(Exercise description):
Could you give the data below again, exactly and completely?

(Records to use):
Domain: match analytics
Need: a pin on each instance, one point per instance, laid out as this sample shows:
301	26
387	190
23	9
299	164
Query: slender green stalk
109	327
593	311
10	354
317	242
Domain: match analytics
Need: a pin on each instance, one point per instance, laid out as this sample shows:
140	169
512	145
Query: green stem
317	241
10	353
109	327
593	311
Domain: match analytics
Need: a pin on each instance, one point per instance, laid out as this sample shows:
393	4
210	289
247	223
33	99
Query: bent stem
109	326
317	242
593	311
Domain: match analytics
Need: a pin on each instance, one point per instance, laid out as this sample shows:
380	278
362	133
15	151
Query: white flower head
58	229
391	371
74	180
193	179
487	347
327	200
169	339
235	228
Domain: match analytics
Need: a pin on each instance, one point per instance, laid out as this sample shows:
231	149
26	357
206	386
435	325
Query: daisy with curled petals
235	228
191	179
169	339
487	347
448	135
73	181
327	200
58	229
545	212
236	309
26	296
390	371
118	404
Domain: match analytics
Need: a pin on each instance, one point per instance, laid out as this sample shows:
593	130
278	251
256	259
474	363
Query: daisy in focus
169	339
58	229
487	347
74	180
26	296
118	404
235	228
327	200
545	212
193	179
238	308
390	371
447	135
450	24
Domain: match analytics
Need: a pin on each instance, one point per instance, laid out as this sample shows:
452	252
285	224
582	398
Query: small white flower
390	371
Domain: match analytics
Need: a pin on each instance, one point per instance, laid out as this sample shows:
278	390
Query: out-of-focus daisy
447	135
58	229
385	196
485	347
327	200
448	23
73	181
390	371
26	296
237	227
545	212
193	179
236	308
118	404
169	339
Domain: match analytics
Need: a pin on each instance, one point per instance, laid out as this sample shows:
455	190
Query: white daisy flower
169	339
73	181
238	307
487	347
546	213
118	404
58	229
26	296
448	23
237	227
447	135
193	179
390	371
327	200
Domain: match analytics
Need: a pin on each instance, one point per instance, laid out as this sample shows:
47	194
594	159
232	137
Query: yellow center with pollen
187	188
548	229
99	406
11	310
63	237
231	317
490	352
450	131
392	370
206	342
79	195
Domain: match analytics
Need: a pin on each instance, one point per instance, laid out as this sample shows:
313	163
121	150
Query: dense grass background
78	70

(Answer to the exercise):
Domain: match analytics
Need: a pin on each instance, one point per instance, laid out as this sample shows:
301	26
387	190
23	9
299	164
Query: slender green stalk
109	327
593	311
10	354
317	242
Domain: match analytics
Need: a pin on each instance, one point per instance, laid out as this sample shows:
140	169
512	145
Query: green stem
317	241
10	353
109	327
593	311
Domain: match analytics
Need: a pin on each instance, one point per instance, laid out as this sample shows:
393	4
210	289
247	223
33	99
Query: bent stem
109	326
317	242
593	311
Domain: match analytics
Need: a pin on each instance, one point per instance, laid out as this sample shows:
380	278
362	133
15	151
Query: white flower head
58	229
391	371
74	180
193	179
487	347
327	200
169	339
235	228
Domain: match analytics
Need: a pin on each instance, one point per instance, laid out as this sample shows:
231	149
26	357
206	386
435	325
Query: daisy with curled petals
235	228
191	179
169	339
487	347
448	135
73	181
327	200
58	229
545	212
236	309
26	296
390	371
118	404
Domain: match analytics
Need: a pin on each instance, one point per instance, laid out as this sample shows:
593	130
278	251
256	259
474	363
Query: daisy in focus
169	339
58	229
487	347
74	180
26	296
118	404
235	228
327	200
545	212
193	179
238	308
390	371
447	135
450	24
Domain: match analytics
Need: a pin on each instance, one point per instance, laid out as this sample shows:
452	252
285	224
582	398
Query: small white flower
390	371
Domain: match analytics
Need: a pin on each instance, one point per instance, laid out as this sample shows:
278	390
Query: out-of-focus daisy
447	135
58	229
385	196
485	347
327	200
448	23
73	181
390	371
26	296
237	227
545	212
193	179
236	308
118	404
169	339
Domain: match analytics
Need: a pin on each instance, one point per instance, laid out as this sample shows:
455	190
Query: white daisy flower
169	339
73	181
238	307
487	347
546	213
118	404
58	229
26	296
448	23
237	227
447	135
193	179
390	371
327	200
Domain: match analytics
Need: a pin on each instance, one point per instance, laid out as this sample shows:
47	194
594	159
232	137
Query: yellow center with pollen
187	188
548	229
99	406
11	310
63	237
231	317
490	352
450	131
392	370
206	342
79	195
Domain: match analytics
Need: a pin on each instance, one point per instance, laid out as this sample shows:
313	163
121	150
Query: dense grass background
78	70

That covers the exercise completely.